======== Records for processing
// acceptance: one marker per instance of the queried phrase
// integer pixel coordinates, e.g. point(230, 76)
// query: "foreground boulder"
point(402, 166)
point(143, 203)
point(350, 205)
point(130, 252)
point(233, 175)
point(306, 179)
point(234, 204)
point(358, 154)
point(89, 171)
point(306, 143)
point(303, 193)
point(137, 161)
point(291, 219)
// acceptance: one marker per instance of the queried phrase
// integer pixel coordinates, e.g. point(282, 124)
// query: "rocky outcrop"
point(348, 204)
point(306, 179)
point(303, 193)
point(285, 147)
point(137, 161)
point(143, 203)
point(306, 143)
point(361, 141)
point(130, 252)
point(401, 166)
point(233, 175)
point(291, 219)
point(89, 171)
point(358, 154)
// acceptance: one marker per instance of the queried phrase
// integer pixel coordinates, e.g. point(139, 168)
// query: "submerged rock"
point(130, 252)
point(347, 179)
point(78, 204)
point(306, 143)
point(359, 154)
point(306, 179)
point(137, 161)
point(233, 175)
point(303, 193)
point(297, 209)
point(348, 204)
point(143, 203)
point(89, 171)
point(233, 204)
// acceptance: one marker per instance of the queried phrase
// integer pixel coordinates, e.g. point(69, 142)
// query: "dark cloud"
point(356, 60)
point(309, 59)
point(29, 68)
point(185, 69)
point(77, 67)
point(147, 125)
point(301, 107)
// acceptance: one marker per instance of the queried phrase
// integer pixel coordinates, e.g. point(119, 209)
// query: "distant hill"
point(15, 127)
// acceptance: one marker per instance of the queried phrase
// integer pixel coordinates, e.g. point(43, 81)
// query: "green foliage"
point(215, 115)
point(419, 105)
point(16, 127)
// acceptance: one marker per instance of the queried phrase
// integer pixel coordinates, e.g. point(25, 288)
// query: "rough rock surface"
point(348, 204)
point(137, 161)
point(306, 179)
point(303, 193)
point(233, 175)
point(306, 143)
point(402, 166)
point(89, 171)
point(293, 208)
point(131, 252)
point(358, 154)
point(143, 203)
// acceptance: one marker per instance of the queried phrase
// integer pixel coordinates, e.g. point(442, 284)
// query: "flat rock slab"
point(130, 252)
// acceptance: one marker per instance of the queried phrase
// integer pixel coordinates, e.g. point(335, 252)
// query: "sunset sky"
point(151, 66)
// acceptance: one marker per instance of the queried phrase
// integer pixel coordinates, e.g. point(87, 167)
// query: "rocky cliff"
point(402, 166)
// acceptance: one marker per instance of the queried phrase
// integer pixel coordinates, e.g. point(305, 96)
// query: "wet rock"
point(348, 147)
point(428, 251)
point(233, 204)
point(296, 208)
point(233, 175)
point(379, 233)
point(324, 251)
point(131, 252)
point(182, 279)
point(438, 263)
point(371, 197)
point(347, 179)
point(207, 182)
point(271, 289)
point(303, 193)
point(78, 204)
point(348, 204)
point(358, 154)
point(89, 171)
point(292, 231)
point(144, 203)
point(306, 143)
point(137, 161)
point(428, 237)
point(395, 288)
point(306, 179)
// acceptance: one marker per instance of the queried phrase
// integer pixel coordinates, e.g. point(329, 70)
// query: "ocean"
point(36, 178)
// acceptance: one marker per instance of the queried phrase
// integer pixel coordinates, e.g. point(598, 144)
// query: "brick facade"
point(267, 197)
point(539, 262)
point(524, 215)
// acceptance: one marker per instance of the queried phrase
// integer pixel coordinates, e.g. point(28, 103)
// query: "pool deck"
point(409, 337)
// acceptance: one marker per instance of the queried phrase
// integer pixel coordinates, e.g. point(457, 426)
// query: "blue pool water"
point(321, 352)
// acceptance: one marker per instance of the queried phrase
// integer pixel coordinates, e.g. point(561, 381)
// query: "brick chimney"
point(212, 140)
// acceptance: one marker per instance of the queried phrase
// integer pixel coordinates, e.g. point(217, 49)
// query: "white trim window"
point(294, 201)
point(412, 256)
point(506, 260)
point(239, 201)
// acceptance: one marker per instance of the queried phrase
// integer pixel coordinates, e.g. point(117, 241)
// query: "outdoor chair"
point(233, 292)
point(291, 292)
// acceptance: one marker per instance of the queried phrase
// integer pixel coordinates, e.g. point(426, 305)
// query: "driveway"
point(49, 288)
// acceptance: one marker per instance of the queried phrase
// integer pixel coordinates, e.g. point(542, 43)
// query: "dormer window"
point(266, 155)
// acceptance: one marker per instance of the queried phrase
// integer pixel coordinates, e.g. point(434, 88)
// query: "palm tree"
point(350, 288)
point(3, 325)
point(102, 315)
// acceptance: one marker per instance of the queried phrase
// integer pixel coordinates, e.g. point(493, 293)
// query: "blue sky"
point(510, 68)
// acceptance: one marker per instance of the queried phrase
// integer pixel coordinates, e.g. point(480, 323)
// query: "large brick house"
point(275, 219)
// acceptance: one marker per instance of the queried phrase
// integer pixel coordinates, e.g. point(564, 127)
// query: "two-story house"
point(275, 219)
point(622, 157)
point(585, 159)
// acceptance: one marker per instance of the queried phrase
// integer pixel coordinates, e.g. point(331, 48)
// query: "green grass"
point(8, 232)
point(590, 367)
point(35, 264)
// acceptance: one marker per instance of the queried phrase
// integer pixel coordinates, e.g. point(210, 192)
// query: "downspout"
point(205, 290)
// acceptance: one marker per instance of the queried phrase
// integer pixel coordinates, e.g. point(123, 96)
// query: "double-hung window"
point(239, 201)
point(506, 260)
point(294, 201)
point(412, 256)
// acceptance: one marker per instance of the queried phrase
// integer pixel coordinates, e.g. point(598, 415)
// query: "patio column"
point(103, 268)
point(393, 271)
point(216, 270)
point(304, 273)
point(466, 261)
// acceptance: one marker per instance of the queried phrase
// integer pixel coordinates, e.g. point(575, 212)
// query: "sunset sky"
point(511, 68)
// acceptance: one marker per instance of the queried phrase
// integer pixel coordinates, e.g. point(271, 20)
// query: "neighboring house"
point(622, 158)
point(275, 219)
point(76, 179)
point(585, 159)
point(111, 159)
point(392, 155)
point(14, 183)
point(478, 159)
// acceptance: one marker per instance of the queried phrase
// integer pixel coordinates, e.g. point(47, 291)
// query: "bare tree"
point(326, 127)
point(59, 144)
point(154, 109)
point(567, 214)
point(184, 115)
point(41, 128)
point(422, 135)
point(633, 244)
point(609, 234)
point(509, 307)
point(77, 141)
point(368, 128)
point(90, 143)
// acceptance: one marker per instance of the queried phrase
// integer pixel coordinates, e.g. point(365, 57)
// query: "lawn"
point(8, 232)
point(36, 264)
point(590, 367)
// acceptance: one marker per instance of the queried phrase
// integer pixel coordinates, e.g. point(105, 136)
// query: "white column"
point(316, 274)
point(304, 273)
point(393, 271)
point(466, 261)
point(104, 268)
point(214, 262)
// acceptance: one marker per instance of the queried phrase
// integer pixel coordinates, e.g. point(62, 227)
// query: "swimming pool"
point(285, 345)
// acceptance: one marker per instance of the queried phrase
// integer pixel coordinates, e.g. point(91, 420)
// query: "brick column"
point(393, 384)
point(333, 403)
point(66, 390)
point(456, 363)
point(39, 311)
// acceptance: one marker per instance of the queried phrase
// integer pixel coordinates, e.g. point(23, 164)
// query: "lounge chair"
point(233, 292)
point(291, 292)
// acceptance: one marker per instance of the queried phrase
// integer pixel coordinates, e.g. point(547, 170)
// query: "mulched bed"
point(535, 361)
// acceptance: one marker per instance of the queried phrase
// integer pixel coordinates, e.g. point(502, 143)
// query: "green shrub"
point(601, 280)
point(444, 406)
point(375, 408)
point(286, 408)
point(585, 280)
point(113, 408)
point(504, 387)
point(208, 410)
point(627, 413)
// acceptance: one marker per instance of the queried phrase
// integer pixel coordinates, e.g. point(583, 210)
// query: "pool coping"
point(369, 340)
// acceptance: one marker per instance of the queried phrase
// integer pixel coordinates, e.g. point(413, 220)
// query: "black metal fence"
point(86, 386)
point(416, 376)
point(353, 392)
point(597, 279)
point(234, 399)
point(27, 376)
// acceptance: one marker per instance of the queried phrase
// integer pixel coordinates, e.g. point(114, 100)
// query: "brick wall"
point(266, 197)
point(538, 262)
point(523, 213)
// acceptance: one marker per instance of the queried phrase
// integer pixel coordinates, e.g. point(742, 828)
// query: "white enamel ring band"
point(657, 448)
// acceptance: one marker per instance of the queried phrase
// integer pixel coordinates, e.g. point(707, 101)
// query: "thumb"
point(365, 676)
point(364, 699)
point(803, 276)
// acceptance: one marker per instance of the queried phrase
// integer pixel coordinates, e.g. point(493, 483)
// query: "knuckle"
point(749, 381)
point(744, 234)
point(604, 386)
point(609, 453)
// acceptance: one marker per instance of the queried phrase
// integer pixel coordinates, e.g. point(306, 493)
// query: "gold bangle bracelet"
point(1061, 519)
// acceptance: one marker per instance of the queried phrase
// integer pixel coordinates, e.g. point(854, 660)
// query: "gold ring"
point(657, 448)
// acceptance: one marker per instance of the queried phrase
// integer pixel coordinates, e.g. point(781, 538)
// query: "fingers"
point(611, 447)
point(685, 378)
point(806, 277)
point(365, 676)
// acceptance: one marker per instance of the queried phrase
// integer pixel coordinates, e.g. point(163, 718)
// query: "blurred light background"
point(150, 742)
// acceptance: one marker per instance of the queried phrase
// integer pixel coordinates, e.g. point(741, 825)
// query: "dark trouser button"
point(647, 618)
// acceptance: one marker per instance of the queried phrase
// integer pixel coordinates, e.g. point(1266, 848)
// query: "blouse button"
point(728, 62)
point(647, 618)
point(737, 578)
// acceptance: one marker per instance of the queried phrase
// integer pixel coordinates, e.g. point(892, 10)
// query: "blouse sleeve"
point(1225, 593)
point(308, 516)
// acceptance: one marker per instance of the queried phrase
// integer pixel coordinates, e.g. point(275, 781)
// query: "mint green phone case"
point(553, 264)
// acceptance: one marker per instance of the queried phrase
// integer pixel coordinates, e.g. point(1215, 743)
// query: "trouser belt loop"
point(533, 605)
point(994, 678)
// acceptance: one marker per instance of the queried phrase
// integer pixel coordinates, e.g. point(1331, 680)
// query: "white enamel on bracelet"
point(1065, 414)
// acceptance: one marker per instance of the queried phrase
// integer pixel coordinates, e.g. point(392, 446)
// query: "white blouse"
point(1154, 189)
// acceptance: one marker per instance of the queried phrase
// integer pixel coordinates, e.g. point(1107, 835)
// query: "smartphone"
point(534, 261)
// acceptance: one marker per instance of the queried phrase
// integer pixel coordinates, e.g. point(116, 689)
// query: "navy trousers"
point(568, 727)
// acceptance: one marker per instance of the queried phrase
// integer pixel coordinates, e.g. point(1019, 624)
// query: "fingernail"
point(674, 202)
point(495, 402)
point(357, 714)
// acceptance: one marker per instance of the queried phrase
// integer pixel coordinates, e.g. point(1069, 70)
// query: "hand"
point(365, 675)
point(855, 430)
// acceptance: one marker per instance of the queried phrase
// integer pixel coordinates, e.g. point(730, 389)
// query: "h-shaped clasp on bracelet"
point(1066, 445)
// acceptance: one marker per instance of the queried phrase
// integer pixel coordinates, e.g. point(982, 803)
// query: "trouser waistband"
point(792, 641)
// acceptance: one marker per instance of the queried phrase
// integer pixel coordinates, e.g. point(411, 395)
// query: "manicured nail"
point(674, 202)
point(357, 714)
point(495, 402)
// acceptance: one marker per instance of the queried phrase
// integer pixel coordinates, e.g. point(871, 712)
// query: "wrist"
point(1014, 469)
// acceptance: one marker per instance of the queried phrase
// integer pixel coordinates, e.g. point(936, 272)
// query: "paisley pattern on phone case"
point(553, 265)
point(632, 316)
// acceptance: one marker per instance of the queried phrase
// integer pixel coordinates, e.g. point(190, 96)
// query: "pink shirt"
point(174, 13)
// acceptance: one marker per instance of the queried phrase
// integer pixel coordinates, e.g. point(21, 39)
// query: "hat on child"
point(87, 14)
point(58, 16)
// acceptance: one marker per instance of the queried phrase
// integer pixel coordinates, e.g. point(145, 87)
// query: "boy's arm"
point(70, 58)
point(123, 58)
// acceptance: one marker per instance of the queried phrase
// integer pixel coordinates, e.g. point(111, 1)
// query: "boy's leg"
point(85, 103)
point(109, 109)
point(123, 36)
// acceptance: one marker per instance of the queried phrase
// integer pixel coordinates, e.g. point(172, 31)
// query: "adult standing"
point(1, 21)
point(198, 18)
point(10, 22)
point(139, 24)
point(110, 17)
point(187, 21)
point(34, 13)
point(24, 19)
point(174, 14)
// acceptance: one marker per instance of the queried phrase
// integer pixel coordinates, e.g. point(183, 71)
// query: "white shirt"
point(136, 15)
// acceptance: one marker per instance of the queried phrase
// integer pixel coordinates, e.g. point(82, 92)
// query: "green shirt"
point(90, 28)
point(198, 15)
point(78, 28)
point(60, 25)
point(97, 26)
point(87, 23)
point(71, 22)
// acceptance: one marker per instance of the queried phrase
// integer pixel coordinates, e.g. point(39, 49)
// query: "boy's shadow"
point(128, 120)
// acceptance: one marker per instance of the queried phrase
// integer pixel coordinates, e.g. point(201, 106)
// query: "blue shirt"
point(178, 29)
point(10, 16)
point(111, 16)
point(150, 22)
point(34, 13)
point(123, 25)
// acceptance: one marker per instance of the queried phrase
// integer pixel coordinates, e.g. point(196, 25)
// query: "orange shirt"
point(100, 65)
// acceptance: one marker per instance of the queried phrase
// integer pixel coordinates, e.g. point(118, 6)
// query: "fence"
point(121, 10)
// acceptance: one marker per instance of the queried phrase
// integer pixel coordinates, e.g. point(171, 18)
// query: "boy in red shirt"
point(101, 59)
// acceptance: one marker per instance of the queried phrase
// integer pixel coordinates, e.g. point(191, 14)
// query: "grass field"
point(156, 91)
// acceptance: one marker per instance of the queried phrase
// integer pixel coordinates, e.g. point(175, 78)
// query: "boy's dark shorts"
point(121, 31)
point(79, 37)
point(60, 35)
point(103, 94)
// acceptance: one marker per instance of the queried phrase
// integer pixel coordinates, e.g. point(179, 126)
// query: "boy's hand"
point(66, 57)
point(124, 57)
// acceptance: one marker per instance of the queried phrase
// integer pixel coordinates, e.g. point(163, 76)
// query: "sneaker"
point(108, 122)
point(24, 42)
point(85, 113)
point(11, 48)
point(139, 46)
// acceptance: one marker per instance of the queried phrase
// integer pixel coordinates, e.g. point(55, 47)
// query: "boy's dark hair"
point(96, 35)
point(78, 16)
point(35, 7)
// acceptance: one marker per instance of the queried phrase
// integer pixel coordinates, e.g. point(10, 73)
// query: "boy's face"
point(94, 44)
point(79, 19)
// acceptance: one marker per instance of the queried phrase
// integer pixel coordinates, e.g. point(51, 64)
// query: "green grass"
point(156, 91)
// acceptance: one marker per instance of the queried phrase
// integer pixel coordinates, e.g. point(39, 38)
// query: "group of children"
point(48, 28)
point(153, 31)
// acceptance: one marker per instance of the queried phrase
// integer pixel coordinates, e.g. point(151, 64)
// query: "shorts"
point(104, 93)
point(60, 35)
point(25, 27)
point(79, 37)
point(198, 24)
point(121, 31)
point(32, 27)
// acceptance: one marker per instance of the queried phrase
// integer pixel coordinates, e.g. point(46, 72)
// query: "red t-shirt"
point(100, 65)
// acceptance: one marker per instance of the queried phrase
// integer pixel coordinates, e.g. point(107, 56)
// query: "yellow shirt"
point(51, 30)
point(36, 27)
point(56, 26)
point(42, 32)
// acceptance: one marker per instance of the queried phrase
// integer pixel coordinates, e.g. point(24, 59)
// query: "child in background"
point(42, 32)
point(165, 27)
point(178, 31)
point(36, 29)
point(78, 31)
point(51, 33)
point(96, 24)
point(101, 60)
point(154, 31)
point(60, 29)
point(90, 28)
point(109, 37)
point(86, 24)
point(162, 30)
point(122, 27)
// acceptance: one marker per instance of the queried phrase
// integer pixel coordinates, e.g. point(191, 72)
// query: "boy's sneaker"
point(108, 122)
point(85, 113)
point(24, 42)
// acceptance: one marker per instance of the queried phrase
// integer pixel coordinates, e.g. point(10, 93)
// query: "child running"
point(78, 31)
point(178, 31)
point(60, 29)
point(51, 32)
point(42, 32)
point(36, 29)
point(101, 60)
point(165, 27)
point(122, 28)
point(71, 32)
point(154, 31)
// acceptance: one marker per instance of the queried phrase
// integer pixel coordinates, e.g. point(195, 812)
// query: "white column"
================
[Task goal]:
Could you write out exactly the lines above, starting at the first one and ending with the line that has "e.g. point(282, 124)"?

[Exercise solution]:
// acceptance: one marker per instance of the queried phrase
// integer pixel coordinates, e.g. point(230, 76)
// query: "foreground boulder"
point(402, 166)
point(143, 203)
point(350, 205)
point(130, 252)
point(233, 175)
point(306, 179)
point(234, 204)
point(358, 154)
point(89, 171)
point(306, 143)
point(303, 193)
point(137, 161)
point(291, 219)
// acceptance: one marker per instance of the queried phrase
// integer pixel coordinates, e.g. point(282, 124)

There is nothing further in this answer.